→ Data listing:
───

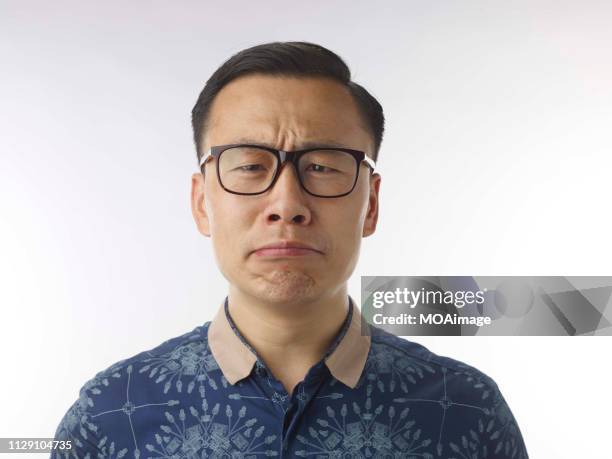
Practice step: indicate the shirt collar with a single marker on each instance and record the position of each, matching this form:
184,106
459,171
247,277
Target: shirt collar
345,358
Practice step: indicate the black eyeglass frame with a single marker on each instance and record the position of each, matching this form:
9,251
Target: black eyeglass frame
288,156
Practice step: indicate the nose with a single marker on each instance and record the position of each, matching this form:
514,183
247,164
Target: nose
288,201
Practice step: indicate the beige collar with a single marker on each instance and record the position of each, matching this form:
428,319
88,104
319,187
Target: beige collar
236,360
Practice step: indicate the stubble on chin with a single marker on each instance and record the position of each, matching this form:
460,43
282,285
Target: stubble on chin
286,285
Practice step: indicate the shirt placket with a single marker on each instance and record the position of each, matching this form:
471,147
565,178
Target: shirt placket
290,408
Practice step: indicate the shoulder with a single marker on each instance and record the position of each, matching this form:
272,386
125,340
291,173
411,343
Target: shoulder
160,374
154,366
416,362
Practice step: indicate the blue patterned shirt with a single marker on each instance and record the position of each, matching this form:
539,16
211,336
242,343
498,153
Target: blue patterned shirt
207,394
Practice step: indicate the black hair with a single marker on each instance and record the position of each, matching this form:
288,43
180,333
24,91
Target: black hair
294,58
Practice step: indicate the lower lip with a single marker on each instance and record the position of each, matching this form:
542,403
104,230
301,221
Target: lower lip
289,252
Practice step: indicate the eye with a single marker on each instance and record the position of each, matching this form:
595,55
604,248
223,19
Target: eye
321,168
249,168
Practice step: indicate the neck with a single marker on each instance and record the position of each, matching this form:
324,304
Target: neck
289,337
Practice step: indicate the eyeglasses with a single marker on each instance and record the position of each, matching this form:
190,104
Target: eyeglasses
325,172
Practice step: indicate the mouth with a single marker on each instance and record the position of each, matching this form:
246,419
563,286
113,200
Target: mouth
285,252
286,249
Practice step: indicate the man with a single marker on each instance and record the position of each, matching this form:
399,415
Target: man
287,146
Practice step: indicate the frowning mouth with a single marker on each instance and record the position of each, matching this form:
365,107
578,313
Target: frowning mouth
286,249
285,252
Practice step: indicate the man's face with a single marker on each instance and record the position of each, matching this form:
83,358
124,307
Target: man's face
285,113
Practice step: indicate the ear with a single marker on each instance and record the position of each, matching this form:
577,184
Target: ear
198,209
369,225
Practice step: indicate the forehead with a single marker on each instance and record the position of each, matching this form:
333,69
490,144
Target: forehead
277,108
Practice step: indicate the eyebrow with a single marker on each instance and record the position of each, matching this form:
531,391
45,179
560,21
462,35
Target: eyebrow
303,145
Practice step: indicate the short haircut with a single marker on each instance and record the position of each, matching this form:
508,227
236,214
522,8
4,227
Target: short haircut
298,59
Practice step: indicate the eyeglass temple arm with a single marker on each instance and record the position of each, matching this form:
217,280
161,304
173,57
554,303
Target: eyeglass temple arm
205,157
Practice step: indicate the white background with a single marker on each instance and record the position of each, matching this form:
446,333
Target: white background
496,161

───

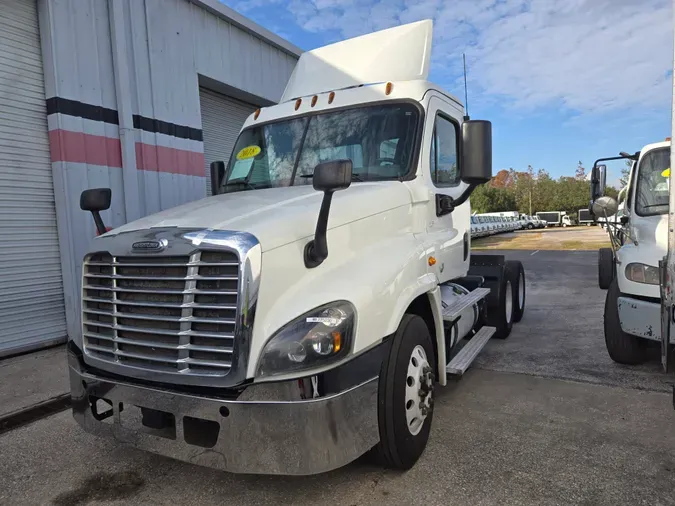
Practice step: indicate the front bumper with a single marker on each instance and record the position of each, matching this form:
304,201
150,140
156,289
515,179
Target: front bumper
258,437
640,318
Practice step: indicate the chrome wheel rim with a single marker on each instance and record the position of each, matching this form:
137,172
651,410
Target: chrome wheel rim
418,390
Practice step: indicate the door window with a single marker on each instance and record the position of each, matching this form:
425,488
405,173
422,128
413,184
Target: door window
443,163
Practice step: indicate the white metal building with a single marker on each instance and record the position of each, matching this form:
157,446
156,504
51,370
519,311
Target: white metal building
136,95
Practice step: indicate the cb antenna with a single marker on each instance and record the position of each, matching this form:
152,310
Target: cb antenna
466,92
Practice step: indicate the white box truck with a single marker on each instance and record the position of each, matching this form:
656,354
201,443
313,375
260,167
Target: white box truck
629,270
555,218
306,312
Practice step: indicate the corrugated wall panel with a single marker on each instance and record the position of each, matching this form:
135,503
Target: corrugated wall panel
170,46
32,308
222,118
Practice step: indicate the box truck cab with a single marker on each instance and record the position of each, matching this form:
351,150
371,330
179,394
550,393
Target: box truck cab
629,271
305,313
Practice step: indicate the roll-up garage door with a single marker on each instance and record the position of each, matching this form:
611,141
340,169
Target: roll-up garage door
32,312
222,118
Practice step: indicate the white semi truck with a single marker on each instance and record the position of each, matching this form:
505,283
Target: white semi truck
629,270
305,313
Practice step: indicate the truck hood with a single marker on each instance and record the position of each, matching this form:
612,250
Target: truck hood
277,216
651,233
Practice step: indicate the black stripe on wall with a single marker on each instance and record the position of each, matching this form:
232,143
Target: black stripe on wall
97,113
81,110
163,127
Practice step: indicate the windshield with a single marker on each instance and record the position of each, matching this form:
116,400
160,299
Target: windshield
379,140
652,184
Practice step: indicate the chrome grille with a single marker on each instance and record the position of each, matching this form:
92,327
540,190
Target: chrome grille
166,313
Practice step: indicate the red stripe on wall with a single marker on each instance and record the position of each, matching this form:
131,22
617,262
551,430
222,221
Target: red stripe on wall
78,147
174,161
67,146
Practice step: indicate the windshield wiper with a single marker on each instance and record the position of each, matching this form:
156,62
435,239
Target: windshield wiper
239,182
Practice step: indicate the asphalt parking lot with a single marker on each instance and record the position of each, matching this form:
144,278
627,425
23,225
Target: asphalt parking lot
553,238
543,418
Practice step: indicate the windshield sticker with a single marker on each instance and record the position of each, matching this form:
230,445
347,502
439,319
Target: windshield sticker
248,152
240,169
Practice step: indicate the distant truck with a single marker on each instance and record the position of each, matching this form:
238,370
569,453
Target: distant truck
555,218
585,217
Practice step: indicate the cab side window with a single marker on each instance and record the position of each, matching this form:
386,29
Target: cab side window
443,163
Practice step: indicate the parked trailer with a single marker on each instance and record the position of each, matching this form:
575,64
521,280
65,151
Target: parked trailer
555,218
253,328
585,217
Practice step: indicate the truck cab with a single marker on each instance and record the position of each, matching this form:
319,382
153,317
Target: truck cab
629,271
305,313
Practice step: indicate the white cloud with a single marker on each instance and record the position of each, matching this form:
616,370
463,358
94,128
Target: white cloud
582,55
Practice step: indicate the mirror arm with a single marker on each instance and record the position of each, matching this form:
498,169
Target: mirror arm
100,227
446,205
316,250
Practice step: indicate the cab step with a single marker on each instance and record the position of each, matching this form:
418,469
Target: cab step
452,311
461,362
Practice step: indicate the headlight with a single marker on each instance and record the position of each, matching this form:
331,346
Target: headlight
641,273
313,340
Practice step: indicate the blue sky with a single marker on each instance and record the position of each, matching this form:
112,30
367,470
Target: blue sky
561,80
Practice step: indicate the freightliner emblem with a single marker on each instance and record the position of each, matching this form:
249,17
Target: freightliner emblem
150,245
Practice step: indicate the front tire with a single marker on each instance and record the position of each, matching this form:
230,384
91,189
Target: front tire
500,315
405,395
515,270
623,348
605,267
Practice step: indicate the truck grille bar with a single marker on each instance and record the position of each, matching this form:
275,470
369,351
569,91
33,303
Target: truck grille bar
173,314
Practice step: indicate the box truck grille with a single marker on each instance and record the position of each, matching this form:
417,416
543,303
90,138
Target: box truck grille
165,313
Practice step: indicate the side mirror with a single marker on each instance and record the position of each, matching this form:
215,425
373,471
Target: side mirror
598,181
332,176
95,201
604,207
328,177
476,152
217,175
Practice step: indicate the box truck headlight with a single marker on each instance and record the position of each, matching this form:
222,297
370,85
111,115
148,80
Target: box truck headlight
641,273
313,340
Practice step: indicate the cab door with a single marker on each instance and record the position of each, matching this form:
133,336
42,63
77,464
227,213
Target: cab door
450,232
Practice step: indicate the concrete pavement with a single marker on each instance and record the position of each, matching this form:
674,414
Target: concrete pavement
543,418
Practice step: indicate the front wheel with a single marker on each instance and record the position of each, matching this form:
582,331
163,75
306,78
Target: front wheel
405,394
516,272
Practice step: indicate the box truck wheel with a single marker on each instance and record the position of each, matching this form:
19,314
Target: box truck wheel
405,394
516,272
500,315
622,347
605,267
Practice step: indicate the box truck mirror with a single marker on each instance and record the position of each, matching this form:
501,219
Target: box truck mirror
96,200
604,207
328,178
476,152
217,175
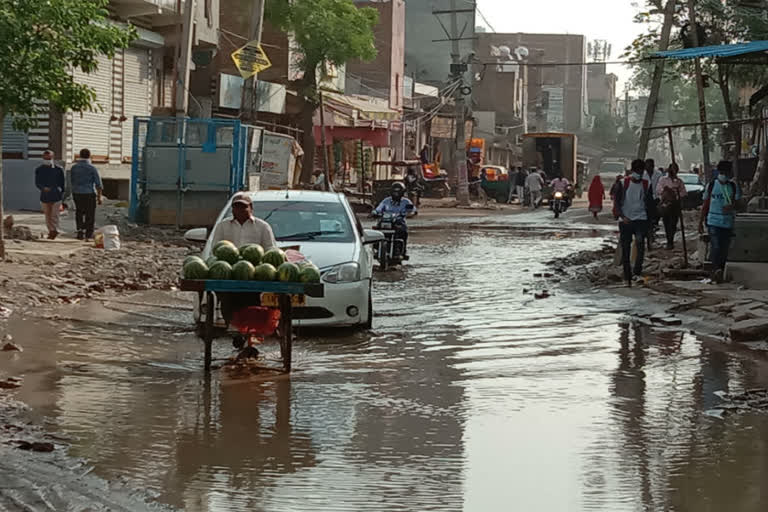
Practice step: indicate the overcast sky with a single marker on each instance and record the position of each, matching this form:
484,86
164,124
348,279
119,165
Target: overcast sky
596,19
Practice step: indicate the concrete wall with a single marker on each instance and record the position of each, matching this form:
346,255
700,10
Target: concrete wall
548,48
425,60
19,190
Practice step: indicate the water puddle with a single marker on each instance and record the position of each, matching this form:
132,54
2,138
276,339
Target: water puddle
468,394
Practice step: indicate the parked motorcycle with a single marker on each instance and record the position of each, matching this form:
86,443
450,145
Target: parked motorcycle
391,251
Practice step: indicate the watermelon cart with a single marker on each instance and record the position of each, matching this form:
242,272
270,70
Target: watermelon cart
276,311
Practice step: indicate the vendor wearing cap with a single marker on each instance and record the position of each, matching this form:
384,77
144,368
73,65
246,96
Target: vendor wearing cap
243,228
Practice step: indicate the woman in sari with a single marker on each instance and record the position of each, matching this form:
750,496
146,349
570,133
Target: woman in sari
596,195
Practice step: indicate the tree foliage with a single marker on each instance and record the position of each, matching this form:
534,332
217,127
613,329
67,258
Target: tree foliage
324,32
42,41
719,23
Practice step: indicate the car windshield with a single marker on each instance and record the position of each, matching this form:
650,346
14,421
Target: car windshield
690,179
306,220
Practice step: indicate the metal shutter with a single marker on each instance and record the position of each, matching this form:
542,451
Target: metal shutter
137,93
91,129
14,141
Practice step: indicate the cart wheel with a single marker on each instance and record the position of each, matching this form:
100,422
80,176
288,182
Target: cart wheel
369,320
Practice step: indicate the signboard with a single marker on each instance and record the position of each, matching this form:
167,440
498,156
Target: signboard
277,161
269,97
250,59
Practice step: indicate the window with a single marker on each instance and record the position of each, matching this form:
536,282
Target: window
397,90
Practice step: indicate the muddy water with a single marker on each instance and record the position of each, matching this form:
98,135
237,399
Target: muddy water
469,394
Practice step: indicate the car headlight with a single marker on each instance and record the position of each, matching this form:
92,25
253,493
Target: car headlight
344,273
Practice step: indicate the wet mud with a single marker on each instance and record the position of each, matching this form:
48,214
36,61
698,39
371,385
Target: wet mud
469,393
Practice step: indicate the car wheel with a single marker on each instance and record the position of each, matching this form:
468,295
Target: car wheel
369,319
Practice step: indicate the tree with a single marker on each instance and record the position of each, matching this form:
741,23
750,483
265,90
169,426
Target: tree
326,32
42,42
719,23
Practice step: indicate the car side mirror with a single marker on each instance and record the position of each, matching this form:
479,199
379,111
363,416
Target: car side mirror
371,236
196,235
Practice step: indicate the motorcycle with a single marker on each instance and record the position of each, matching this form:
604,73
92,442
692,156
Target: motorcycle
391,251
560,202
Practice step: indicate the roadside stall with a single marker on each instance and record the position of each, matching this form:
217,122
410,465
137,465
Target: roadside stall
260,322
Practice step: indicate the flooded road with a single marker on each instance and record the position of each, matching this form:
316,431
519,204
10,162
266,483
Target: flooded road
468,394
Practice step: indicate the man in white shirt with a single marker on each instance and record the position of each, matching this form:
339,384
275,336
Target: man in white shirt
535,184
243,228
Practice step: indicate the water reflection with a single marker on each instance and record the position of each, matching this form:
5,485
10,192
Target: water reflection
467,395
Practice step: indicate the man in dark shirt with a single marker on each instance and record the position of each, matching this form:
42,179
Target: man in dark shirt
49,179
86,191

───

→ Set problem:
List every line in the items above that contains the string "sticker". Case counts.

→ Exercise solution:
Practice step: indicate the windshield sticker with a single marker on each instance and record the position of each, matching this form:
Target: windshield sticker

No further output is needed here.